◆ Job 1 ◆
In the listing below, start with the line with "Exercise. Point out the woman in" and go on through the end of the listing. Shift every coordinate in the answers by adding 108 to each number, and write out only those lines again in full.

◆ Excerpt provided ◆

━━━━━━━━━━

Italian Marionettes

Italian Marionettes

 

The Link, July 1934, p.247

 

From time to time, Irene Mawer’s husband, Mark Edward Perugini, was editor of The Link, which was ‘The Journal of the Association of Teachers of the Revived Greek Dance; the Z Club; the Ginner-Mawer School; and of all who are interested in the Dance and Drama.’

 

In this particular issue, printed almost 90 years ago, under the heading Editorial Notes, is an article written by someone with the initials M. P. – presumably Mark Perugini.  One of the paragraphs in the Editorial Notes asks if the reader has seen ‘the good wizard’?  That is, the puppet master of the Teatro dei Piccoli – the Theatre of the Little People.  The ‘good wizard’ is the nickname given to the puppeteer Signor Podrecca D’Annunzio – an Italian poet, playwright, orator, and journalist.

━━━━━━━━━━

◆ Source material ◆
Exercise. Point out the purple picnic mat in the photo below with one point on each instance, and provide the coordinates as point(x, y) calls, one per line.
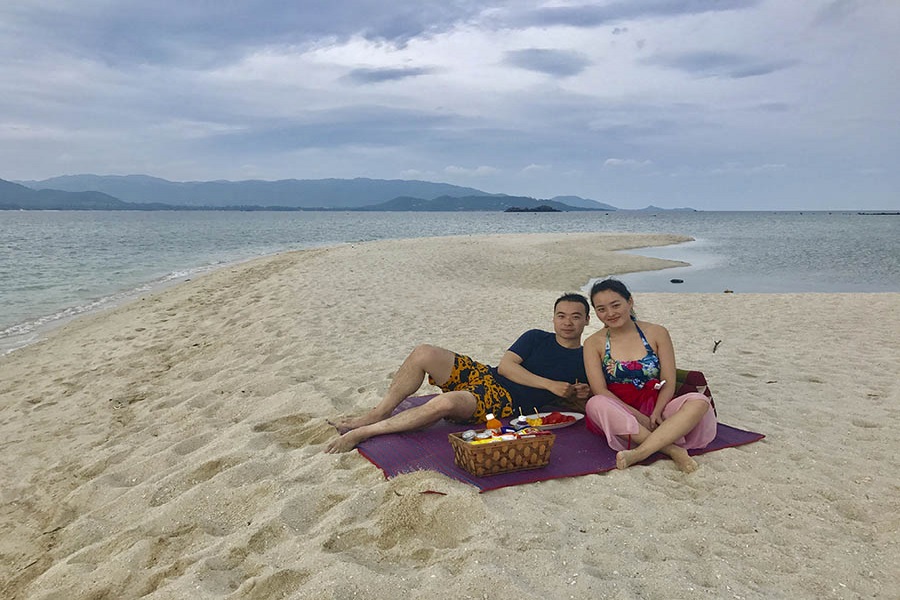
point(576, 451)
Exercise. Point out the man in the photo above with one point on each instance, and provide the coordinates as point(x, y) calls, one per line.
point(540, 368)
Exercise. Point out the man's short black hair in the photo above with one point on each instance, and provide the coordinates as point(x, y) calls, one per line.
point(573, 297)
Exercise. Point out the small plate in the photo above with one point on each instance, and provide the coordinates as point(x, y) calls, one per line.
point(578, 417)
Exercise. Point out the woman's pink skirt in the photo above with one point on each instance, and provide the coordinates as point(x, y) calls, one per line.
point(609, 417)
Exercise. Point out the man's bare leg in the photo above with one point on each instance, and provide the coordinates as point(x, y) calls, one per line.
point(661, 438)
point(459, 405)
point(423, 360)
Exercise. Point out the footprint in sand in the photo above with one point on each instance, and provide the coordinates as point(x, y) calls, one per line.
point(176, 485)
point(296, 431)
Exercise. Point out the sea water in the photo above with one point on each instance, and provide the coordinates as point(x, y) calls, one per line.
point(55, 265)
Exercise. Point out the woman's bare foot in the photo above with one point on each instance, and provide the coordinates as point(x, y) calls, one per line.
point(683, 460)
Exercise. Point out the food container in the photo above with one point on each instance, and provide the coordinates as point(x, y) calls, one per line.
point(503, 456)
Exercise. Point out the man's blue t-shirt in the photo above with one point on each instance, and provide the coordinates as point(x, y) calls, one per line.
point(542, 355)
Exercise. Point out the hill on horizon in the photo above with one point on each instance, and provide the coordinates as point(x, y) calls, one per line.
point(292, 193)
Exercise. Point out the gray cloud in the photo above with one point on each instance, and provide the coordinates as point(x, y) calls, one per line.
point(364, 76)
point(719, 64)
point(559, 63)
point(276, 89)
point(593, 15)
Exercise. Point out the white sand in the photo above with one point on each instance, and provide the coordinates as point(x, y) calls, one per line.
point(172, 448)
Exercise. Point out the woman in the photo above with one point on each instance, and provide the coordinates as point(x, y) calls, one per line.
point(630, 365)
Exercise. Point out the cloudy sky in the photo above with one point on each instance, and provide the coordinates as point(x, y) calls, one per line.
point(716, 104)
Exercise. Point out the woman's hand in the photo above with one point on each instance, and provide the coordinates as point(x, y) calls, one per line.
point(644, 421)
point(656, 419)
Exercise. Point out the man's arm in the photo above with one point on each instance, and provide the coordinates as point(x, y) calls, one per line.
point(511, 368)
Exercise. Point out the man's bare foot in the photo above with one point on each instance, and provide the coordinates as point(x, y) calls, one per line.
point(345, 443)
point(683, 461)
point(625, 458)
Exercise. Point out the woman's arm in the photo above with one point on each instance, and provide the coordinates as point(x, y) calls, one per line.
point(593, 365)
point(662, 345)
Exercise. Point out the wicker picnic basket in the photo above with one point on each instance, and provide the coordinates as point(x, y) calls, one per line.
point(503, 456)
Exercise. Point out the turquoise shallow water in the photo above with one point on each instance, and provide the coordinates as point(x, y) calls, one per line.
point(56, 265)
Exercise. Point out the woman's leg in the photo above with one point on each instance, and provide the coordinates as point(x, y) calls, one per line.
point(662, 439)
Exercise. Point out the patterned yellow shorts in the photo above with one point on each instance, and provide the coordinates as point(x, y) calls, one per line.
point(473, 377)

━━━━━━━━━━

◆ Job 2 ◆
Answer from the piece on Italian marionettes:
(a) Which issue and page of The Link is cited?
(b) Under what heading does the article by M. P. appear?
(c) How is the Teatro dei Piccoli rendered in English?

◆ Exercise result 1 ◆
Exercise. Point out the woman in the photo above with one point on each instance, and provide the coordinates as point(x, y) calls, one per line.
point(738, 473)
Exercise. Point out the cloudy sky in the photo above with one point on each instance, and provide the coordinates as point(x, y) calls, one per line.
point(824, 212)
Exercise. Point out the woman's hand in the photo above with one point on each instance, and provide the coordinates as point(x, y) calls, one per line.
point(752, 529)
point(764, 527)
Exercise. Point out the man's arm in the photo above with one point on each instance, and provide the coordinates as point(x, y) calls, one per line.
point(619, 476)
Exercise. Point out the man's bare foot in the photo above with one point on each instance, and provide the coordinates as point(x, y) calls, one per line.
point(453, 551)
point(791, 569)
point(733, 566)
Exercise. Point out the woman's arm in the photo above with one point on each instance, and provide the coordinates as point(x, y) calls, one per line.
point(701, 473)
point(770, 453)
Exercise. Point out the wicker picnic basket in the photo above with one point on each instance, and provide the coordinates as point(x, y) calls, one per line.
point(611, 564)
Exercise. Point out the turquoise shallow water in the photo above with one point on each instance, and provide the coordinates as point(x, y) calls, one per line.
point(164, 373)
Exercise. Point out the woman's leg in the photo above with one point on each instance, and provide the coordinates as point(x, y) calls, one per line.
point(770, 547)
Exercise. Point out the patterned yellow shorts in the photo above with one point on each instance, and provide the coordinates as point(x, y) calls, one per line.
point(581, 485)

◆ Exercise result 2 ◆
(a) July 1934, p.247
(b) Editorial Notes
(c) The Theatre of the Little People